§ Extract to read:

Microplastics in household dust could promote antibiotic resistance
Polyester and nylon seem to be common sources
Plastics are man-made materials that are unnatural to this world,
but that does not stop the natural world from interacting with them.
Indeed, dozens of studies show that when plastics get into the sea many
ocean-dwelling microorganisms aggressively colonise them.
This might help break plastics down, but these oceanic colonies are
also hotbeds of antibiotic-resistant genes.
Now, it seems, something similar might be going on in the dark recesses of your home.
Lei Wang suspected as much, and along with his colleagues at
Nankai University in Tianjin, China, set out to gather the necessary evidence.
Their search began at an apartment building in Tianjin.
The plastics Dr Wang was concerned about are the tiny bits that break away from
synthetic fibres, like polyester and nylon, commonly found in clothing
and other textiles. The microplastics then accumulate around the home as dust.
He reasoned that if these particles were being colonised by bacteria then they
too might be harbouring antibiotic-resistant genes.
The researchers chose ten homes in the apartment block,
each with just one male tenant. Each apartment had hard flooring,
rather than any carpets, and a similar general layout.
A team used sterilised brooms to sweep the bedrooms and to collect
dust samples as they went. These samples were then brought back to the lab
and analysed for microplastics, bacteria and antibiotic-resistant genes.
As they report in Environmental Science and Technology,
21 types of microplastics were found, the most common from polyester and nylon.
Using dna extracted from microbes, they identified 1,385 genera of bacteria
along with 18 genes associated with antibiotic resistance.
The analysis also revealed that the apartments with dust that were rich in
microplastics had bacterial communities that were different from those apartments
with dust that did not contain as many microplastics. Crucially,
the work also showed that the relative abundance of antibiotic-resistant genes
was higher in the presence of microplastics than it was when these were less common.
Precisely why microbes dwelling with plastics are more likely to carry
antibiotic-resistant genes is not clear. It is possible that plastics themselves
are driving bacteria to develop this trait. The researchers suggest, however,
that it is more likely that specific groups of bacteria are capable of eking out
a living on plastics, and these bacteria also happen to be of a type
that more readily develop antibiotic resistance.
To support this argument, Dr Wang points out that Proteobacteria is both
highly antibiotic-resistant and also commonly found encrusting oceanic plastics.
Members of this same phylum were the most common type found among the
polyester and nylon fibres swept up in the apartments, too. This suggests that,
just as plastics are changing the nature of bacterial communities out at sea,
they are also changing them within homes. How much of a threat this will
ultimately be to human health is not known, but it cannot be doing people much good.

§ List of tasks:
**1)** In the article on microplastics in household dust, how many genera of bacteria did the researchers identify from the DNA they extracted?
**2)** Please transcribe the article on microplastics in household dust between "This might help" and "building in Tianjin.", inclusive.

[Dataset excerpts]
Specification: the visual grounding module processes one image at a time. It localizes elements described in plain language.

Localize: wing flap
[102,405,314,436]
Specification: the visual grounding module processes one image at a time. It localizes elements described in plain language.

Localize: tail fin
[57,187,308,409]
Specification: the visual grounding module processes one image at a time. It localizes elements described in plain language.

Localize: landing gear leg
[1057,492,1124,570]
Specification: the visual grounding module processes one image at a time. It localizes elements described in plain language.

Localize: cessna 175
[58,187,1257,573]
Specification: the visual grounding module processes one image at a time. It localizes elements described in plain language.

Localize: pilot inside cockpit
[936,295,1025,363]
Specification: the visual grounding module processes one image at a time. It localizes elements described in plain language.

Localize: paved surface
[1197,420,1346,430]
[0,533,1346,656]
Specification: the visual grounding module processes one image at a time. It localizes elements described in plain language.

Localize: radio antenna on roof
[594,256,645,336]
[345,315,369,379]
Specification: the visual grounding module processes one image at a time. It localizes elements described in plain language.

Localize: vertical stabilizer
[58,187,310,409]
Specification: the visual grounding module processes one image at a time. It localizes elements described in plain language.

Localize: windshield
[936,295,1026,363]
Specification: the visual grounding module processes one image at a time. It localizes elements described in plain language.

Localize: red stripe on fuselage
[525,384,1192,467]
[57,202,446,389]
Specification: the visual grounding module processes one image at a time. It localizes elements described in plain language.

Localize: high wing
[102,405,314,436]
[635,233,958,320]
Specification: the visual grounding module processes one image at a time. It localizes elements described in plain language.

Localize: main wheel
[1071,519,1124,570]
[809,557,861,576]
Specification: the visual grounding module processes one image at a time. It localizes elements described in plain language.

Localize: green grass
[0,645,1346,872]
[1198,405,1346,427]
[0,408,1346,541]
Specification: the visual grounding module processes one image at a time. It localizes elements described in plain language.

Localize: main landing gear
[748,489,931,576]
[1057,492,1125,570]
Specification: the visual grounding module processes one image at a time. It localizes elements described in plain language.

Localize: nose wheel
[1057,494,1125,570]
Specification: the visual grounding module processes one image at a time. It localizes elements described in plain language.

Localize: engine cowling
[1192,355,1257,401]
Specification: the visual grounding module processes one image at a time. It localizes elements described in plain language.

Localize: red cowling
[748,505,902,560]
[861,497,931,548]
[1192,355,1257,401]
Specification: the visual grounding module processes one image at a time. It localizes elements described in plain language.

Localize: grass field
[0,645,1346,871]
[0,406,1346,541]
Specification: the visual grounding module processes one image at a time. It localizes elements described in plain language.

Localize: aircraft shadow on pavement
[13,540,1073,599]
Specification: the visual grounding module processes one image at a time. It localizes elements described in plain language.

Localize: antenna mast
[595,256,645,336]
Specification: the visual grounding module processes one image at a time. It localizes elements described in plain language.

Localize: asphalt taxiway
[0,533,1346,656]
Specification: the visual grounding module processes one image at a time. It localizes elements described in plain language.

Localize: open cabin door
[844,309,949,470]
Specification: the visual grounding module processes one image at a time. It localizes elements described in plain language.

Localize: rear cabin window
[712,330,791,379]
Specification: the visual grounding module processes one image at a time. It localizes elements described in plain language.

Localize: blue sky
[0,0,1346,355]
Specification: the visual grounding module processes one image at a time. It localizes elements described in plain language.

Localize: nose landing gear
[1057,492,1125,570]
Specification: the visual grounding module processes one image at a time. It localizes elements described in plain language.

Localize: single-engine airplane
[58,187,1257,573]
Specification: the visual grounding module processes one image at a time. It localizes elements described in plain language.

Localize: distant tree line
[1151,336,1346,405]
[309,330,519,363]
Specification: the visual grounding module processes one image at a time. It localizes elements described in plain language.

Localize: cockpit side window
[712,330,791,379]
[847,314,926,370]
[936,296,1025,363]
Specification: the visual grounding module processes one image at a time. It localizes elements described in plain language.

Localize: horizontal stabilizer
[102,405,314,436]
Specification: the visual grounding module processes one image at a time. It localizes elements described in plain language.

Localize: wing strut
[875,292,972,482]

§ Responses for each task:
**1)** 1,385 genera

**2)**
This might help break plastics down, but these oceanic colonies are
also hotbeds of antibiotic-resistant genes.
Now, it seems, something similar might be going on in the dark recesses of your home.
Lei Wang suspected as much, and along with his colleagues at
Nankai University in Tianjin, China, set out to gather the necessary evidence.
Their search began at an apartment building in Tianjin.